## [Written instruction 1]
Translate this sentence from the Beam-on-Flink upgrade thread into Spanish: "It doesn't currently have a serialVersionUID, so even small changes could break serialization backwards-compatibility."
## [Written instruction 2]
Pick up the Beam-on-Flink upgrade thread where it ends and write the next part.

## [Passage given]
=======

Re: Beam application upgrade on Flink crashes

2018-08-22 Thread Jozef Vilcek
Hm, I am sorry to hear this. I must of missed it in docs, that beam version
upgrades can break flink state. It is important information for ones
wanting to use Beam on Flink in production.

So, I guess there is no guarantee for another bump of Flink version to not
break things until it reach 1.7.
Event then, thinks can break maybe? Is there a plan making Flink runner
more robust and catch compatibility issues early by tests?

Just trying to figure out my options with upgrades. Does other runners
suffer the same weak guarantees?


On Tue, Aug 21, 2018 at 9:25 PM Stephan Ewen  wrote:

> Flink 1.7 will change the way the "restore serializer" is handled, which
> should make it much easier to handle such cases.
> Especially breaking java class version format will not be an issue anymore.
>
> That should help to make it easier to give the Beam-on-Flink runner cross
> version compatibility.
>
>
> On Mon, Aug 20, 2018 at 6:46 PM, Maximilian Michels 
> wrote:
>
>> AFAIK the serializer used here is the CoderTypeSerializer which may not
>> be recoverable because of changes to the contained Coder
>> (TaggedKvCoder). It doesn't currently have a serialVersionUID, so even
>> small changes could break serialization backwards-compatibility.
>>
>> As of now Beam doesn't offer the same upgrade guarantees as Flink [1].
>> This should be improved for the next release.
>>
>> Thanks,
>> Max
>>
>> [1]
>>
>> https://ci.apache.org/projects/flink/flink-docs-stable/ops/upgrading.html#compatibility-table
>>
>> On 20.08.18 17:46, Stephan Ewen wrote:
>> > Hi Jozef!

=======

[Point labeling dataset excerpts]
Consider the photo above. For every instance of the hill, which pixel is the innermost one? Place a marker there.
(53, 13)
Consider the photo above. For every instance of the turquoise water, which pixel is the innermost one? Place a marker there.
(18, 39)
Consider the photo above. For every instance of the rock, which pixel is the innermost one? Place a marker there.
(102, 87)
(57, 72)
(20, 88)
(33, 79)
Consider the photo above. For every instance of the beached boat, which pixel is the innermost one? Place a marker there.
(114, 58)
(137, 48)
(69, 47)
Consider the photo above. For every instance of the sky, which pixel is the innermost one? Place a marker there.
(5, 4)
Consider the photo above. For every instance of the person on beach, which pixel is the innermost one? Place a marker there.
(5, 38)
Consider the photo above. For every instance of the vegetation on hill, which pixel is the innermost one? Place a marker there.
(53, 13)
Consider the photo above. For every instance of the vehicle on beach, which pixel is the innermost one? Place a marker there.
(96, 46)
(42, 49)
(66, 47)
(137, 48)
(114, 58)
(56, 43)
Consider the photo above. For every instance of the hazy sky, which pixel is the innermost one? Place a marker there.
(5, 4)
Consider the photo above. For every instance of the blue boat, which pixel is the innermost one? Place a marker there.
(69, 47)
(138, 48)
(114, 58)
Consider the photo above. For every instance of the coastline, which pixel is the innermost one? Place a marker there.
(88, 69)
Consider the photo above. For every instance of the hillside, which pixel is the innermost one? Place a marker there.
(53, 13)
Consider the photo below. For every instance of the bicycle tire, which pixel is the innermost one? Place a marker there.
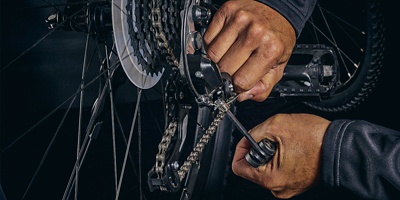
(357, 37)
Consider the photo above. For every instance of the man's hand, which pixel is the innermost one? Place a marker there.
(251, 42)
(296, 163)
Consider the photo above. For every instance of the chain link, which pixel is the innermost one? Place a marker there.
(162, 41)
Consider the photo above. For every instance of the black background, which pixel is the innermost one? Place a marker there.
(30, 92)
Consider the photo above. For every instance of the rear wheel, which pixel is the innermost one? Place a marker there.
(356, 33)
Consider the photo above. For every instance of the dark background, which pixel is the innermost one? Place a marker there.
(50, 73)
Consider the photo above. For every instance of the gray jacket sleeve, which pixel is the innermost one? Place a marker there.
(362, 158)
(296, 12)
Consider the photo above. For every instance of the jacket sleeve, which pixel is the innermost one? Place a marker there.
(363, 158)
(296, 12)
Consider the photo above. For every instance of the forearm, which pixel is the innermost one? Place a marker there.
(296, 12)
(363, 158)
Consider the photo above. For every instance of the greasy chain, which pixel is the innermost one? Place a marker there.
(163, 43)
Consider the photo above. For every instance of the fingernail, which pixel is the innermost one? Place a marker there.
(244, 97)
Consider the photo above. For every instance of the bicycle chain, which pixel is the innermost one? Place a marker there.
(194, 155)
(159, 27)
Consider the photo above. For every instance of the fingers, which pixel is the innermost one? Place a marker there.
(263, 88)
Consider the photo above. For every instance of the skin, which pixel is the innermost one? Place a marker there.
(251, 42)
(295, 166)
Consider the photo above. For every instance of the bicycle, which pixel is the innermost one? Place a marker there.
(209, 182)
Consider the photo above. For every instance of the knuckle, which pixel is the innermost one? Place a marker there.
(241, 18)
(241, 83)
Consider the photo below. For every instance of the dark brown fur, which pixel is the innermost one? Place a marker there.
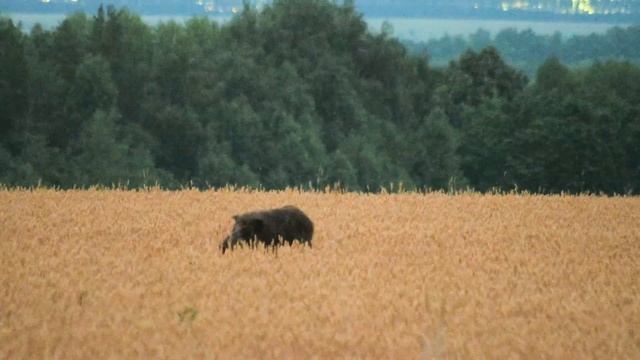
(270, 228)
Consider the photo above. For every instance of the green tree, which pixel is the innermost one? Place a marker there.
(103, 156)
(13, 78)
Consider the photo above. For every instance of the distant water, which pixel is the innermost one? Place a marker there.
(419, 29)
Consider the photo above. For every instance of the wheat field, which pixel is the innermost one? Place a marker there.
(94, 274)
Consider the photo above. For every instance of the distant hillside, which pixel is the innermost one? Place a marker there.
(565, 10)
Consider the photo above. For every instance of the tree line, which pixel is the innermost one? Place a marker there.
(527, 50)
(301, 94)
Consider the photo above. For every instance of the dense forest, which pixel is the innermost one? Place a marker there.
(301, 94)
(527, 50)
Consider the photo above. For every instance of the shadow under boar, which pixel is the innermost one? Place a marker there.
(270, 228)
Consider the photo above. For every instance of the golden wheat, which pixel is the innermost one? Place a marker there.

=======

## [Exercise answer 1]
Actualmente no tiene un serialVersionUID, así que incluso cambios pequeños podrían romper la compatibilidad hacia atrás de la serialización.

## [Exercise answer 2]
>> >
>> > When restoring state, the serializer that created the state must still
>> > be available, so the state can be read.
>> > It looks like some serializer classes were removed between Beam versions
>> > (or changed in an incompatible manner).
>> >
>> > Backwards compatibility of an operator implementation needs cooperation
>> > from the operator. Withing Flink itself, when we change the way an
>> > operator uses state, we keep the old codepath and classes in a
>> > "backwards compatibility restore" that takes the old state and brings it
>> > into the shape of the new state.
>> >
>> > I am not deeply into the of how Beam and the Flink runner implement
>> > their use of state, but it looks this part is not present, which could
>> > mean that savepoints taken from Beam applications are not backwards
>> > compatible.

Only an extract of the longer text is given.